**Aufgabe 1:** Welche Gültigkeitsdauer hat laut dem Auszug zum Fremdenpolizeigesetz das Aufenthaltsvisum, das nach § 24 Abs. 4 FPG zu erteilen ist?

**Bereitgestellter Auszug:**
Bis zum Einlangen dieser Mitteilung ist die Frist gemäß § 11 Abs. 5 FPG gehemmt. Die Berufsvertretungsbehörde hat den Fremden über den weiteren Verfahrensablauf in Österreich gemäß § 17 Abs. 1 und 2 zu informieren. "
Der in § 35 Abs. 4 AsylG 2005 genannte und mit dem FrÄG 2009 neu geschaffene § 24 Abs. 4 FPG trifft nachstehende Anordnung:
"§ 24. …
(4) Teilt das Bundesasylamt gemäß § 35 Abs. 4 AsylG 2005 mit, dass die Stattgebung eines Antrages auf internationalen Schutz durch Zuerkennung des Status des Asylberechtigten oder des subsidiär Schutzberechtigten wahrscheinlich ist, ist dem Fremden ohne weiteres ein Aufenthaltsvisum mit viermonatiger Gültigkeitsdauer zu erteilen."

**Bereitgestellte Datensätze:**

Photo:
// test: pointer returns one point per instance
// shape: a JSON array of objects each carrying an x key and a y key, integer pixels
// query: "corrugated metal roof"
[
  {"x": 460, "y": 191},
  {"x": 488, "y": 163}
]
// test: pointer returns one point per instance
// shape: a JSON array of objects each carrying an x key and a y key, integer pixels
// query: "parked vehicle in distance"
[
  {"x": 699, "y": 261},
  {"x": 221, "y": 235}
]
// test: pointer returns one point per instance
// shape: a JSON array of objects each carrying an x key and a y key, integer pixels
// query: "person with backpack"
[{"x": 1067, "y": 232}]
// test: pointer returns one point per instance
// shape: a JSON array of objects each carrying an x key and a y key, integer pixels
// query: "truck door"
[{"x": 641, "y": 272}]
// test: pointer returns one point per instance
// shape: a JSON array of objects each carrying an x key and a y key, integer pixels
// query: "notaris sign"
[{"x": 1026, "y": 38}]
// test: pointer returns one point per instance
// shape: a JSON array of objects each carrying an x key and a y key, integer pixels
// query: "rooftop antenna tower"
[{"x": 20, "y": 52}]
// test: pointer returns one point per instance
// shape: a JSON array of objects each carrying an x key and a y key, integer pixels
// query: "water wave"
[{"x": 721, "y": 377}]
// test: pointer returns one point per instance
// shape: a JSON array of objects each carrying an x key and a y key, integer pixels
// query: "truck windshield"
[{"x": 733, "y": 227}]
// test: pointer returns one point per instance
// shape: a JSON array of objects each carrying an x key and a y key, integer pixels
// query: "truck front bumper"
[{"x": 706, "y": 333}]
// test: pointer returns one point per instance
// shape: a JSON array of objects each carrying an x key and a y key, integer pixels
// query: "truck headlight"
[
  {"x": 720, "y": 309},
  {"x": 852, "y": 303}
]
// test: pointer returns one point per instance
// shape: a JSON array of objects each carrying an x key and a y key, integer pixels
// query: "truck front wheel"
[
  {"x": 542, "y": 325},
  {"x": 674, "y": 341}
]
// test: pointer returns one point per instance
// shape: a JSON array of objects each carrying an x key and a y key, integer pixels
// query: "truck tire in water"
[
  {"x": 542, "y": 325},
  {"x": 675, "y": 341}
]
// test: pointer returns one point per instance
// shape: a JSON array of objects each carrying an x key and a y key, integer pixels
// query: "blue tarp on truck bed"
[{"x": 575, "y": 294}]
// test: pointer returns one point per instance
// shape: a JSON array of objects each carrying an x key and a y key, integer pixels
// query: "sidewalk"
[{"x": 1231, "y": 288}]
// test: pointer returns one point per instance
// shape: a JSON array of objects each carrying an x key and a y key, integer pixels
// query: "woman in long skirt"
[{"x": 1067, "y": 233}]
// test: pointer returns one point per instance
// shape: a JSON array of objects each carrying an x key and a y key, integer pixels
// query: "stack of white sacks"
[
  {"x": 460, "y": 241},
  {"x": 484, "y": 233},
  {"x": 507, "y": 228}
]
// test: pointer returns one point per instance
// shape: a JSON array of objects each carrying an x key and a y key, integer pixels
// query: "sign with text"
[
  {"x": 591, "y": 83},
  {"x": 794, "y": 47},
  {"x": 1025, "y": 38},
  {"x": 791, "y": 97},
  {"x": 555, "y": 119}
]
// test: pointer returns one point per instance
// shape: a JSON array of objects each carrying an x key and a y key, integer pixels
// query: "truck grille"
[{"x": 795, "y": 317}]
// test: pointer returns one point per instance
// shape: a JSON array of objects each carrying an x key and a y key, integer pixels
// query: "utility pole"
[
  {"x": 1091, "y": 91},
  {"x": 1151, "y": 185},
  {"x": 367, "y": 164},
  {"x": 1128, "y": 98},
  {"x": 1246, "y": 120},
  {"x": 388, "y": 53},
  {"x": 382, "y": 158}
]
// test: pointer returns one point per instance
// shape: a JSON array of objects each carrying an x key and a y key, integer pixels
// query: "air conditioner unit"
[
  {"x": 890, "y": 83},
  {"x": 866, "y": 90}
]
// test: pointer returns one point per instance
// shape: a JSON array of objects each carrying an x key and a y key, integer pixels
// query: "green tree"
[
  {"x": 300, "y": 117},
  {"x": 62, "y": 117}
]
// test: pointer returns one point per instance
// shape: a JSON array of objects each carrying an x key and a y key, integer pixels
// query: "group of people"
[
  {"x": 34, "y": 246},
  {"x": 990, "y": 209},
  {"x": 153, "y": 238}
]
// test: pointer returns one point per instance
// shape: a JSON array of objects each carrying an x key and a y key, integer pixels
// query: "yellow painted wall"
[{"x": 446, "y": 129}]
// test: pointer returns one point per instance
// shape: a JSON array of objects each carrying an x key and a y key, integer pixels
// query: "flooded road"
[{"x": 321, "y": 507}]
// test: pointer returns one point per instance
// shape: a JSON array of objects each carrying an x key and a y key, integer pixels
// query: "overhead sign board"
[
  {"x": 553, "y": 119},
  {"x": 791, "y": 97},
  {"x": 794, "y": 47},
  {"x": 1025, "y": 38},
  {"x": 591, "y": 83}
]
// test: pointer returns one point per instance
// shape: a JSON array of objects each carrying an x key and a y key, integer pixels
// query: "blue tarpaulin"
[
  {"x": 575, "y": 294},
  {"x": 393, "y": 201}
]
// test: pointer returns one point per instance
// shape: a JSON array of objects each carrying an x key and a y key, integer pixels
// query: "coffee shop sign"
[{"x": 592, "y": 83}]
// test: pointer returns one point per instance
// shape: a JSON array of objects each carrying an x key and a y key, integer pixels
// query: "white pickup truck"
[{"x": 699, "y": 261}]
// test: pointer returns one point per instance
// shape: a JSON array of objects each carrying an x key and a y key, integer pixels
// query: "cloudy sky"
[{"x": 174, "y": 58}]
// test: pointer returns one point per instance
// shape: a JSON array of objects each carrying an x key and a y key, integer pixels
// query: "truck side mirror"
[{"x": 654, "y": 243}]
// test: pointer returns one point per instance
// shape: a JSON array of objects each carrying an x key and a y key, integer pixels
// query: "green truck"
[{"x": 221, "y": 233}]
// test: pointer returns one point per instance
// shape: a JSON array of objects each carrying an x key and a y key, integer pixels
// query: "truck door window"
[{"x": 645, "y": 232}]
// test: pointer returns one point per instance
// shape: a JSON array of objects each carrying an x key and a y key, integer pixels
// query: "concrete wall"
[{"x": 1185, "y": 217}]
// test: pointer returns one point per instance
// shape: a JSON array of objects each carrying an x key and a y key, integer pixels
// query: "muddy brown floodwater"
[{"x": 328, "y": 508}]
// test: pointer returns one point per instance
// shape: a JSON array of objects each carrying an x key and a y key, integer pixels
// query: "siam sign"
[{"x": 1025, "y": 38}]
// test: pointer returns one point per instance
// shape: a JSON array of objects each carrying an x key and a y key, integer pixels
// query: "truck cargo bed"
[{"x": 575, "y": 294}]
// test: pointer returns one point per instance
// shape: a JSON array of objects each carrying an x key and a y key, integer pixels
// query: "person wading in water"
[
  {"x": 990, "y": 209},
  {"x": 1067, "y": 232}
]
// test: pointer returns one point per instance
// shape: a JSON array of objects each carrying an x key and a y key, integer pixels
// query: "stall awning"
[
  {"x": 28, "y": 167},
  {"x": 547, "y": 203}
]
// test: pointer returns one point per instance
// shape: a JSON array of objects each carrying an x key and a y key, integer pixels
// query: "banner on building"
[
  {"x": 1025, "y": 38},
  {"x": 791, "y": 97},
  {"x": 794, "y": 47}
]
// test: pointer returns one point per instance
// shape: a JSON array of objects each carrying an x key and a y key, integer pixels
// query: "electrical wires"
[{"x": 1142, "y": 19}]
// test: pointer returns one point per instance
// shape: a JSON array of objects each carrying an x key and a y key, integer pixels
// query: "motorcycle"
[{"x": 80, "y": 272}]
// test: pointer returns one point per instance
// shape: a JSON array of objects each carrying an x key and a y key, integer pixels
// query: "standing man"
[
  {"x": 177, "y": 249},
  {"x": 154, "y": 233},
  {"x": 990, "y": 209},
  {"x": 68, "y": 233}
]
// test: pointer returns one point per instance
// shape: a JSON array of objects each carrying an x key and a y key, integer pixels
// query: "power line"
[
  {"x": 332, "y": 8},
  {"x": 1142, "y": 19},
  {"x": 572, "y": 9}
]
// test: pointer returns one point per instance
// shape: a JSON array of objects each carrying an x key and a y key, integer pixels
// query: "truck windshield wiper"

**Aufgabe 2:** Ziehe aus den Datensätzen alle Zeilen heraus, in denen die Zeichenfolge "with" vorkommt.

**Erwartete Ausgabe 1:** Das Aufenthaltsvisum hat eine viermonatige Gültigkeitsdauer.

**Erwartete Ausgabe 2:**
// query: "person with backpack"
// query: "sign with text"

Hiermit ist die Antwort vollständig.